**SHORT EXERCISE**
Starting at the line that has "find the tractor" and stopping after the line that has "484,159,540,169", write out those lines of the records again. Swap "tractor track" for "wheel rut" and leave everything else unchanged.

[Saved entries]
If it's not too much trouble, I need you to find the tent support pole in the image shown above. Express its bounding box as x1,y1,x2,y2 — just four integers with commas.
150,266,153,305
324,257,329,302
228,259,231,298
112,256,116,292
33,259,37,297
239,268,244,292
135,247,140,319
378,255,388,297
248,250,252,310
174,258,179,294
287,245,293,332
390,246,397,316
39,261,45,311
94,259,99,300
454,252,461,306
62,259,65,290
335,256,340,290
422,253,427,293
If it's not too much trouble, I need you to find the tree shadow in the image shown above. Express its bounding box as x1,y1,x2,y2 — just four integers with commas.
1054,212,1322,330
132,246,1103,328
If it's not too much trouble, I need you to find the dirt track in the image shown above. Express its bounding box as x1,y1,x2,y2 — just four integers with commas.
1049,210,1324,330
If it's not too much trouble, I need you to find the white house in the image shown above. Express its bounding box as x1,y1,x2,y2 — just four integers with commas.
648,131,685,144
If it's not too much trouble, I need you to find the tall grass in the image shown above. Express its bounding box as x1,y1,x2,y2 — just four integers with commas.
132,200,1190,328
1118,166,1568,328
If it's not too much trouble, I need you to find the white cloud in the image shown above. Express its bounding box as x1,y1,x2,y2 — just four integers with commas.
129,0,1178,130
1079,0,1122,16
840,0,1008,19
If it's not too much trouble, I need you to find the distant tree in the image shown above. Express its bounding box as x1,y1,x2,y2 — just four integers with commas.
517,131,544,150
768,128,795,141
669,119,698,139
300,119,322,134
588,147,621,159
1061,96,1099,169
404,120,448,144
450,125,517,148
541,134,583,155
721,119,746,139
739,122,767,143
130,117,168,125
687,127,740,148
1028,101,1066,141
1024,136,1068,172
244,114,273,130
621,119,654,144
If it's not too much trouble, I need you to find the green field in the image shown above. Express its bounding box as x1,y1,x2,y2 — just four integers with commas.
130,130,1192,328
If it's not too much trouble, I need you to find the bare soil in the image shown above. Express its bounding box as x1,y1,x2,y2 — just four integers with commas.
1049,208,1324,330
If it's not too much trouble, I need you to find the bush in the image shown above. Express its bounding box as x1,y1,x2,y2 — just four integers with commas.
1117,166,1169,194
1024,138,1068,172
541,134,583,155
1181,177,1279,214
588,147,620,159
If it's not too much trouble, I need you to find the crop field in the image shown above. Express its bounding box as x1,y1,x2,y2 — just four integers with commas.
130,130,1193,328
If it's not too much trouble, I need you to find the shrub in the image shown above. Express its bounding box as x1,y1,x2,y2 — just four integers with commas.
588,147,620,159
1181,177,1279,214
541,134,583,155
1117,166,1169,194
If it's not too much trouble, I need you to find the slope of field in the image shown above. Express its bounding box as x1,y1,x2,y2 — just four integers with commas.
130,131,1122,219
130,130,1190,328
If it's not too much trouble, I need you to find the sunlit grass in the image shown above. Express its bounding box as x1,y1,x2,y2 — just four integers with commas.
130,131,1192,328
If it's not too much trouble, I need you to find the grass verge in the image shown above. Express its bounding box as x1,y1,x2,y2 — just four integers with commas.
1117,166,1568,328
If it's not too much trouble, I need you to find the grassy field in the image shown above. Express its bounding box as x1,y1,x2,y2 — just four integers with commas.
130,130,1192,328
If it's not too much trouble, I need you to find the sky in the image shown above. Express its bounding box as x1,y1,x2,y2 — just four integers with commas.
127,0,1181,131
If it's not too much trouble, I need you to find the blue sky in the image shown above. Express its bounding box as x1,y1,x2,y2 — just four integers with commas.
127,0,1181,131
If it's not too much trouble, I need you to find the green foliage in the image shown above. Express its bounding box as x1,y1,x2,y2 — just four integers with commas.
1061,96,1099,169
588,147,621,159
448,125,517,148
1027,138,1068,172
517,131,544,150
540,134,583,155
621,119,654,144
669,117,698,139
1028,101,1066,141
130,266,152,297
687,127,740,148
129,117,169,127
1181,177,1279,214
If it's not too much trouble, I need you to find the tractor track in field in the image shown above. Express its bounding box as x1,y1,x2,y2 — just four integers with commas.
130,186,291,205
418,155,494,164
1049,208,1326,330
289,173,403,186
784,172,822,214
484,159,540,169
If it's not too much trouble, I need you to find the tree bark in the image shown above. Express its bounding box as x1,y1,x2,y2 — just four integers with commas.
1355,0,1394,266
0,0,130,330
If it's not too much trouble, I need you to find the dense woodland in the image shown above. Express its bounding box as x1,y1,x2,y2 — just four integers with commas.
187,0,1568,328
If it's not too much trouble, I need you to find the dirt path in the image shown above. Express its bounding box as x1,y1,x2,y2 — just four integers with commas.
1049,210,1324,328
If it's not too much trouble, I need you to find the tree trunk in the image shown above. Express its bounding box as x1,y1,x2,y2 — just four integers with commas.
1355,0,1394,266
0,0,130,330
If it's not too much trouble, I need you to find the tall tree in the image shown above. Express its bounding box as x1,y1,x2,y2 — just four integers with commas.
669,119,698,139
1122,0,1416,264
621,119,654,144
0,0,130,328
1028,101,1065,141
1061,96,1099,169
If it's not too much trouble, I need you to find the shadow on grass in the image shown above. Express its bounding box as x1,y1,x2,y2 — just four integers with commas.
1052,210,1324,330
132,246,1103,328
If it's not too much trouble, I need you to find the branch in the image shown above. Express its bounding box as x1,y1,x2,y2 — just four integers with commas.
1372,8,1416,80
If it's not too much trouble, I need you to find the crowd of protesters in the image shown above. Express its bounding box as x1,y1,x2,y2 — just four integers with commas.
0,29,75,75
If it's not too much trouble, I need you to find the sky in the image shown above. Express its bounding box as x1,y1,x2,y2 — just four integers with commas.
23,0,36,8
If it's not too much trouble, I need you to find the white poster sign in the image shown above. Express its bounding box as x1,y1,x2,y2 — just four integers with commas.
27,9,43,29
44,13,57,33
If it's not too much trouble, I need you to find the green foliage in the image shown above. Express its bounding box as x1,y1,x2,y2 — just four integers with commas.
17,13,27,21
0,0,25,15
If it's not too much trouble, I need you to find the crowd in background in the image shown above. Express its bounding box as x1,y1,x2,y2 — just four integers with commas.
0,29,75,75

**ANSWER TO THE TASK**
If it's not too much trouble, I need you to find the wheel rut in field in the image shown above. Express its bounding box as x1,y1,x2,y2 — just four integers with commas.
130,186,291,205
418,155,494,164
1049,208,1326,330
289,173,403,186
784,172,822,214
484,159,540,169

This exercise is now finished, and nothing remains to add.